#### Your assignment:
Using the records that follow, work out how many lines hold the string "instance" and provide that number only.

#### Supplied data:

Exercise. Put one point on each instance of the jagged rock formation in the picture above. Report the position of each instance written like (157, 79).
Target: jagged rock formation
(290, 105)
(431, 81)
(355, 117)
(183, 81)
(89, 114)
* * *
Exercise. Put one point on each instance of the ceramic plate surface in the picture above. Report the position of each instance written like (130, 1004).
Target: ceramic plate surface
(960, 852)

#### The answer:
2